• Work to do:
Please set out the entries from the line with "Check the picture above for any yellow squash." to the line with "[35, 272, 167, 410]" as a Markdown table with two columns, Row for the row number and Line for the line itself, leaving out any blank lines.

• Input material:
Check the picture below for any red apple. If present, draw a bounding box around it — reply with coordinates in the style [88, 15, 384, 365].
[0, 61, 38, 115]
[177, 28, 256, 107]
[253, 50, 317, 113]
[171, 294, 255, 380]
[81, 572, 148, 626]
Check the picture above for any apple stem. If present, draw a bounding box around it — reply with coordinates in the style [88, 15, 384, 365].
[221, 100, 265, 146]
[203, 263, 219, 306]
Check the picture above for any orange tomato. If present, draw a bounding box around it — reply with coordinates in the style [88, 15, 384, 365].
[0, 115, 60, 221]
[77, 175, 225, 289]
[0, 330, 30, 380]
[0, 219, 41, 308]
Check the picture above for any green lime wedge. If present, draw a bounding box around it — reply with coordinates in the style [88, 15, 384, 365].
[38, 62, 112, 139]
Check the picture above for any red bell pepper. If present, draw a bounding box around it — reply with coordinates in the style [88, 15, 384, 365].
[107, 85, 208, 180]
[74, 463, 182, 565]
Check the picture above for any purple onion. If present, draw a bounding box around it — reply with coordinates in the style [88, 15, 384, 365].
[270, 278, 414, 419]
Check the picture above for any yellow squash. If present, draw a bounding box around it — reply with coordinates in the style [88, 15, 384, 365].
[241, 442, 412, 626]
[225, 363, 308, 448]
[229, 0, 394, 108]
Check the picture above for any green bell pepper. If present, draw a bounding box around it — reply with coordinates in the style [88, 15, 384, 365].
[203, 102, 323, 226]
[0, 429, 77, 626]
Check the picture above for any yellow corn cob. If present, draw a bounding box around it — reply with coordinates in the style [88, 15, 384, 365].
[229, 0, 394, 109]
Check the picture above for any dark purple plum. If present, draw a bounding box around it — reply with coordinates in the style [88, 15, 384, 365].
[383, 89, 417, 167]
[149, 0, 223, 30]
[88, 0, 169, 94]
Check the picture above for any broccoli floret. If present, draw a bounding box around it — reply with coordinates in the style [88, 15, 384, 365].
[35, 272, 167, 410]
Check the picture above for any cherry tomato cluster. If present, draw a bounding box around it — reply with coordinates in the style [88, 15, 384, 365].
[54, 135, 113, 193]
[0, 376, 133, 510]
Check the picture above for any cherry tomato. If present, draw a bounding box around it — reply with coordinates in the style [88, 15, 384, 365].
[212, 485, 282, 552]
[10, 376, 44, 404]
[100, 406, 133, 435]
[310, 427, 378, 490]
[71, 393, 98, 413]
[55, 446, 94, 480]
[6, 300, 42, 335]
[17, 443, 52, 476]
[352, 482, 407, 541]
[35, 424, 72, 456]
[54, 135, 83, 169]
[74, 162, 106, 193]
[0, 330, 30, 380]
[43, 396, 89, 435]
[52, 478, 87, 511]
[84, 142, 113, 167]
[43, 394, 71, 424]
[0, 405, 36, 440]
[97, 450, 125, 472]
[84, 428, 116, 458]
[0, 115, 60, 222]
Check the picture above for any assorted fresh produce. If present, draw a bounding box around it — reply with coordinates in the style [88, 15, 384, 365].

• Solution to the problem:
| Row | Line |
|---|---|
| 1 | Check the picture above for any yellow squash. If present, draw a bounding box around it — reply with coordinates in the style [88, 15, 384, 365]. |
| 2 | [241, 442, 412, 626] |
| 3 | [225, 363, 308, 448] |
| 4 | [229, 0, 394, 108] |
| 5 | Check the picture above for any green bell pepper. If present, draw a bounding box around it — reply with coordinates in the style [88, 15, 384, 365]. |
| 6 | [203, 102, 323, 226] |
| 7 | [0, 429, 77, 626] |
| 8 | Check the picture above for any yellow corn cob. If present, draw a bounding box around it — reply with coordinates in the style [88, 15, 384, 365]. |
| 9 | [229, 0, 394, 109] |
| 10 | Check the picture above for any dark purple plum. If present, draw a bounding box around it — reply with coordinates in the style [88, 15, 384, 365]. |
| 11 | [383, 89, 417, 167] |
| 12 | [149, 0, 223, 30] |
| 13 | [88, 0, 169, 94] |
| 14 | Check the picture above for any broccoli floret. If present, draw a bounding box around it — reply with coordinates in the style [88, 15, 384, 365]. |
| 15 | [35, 272, 167, 410] |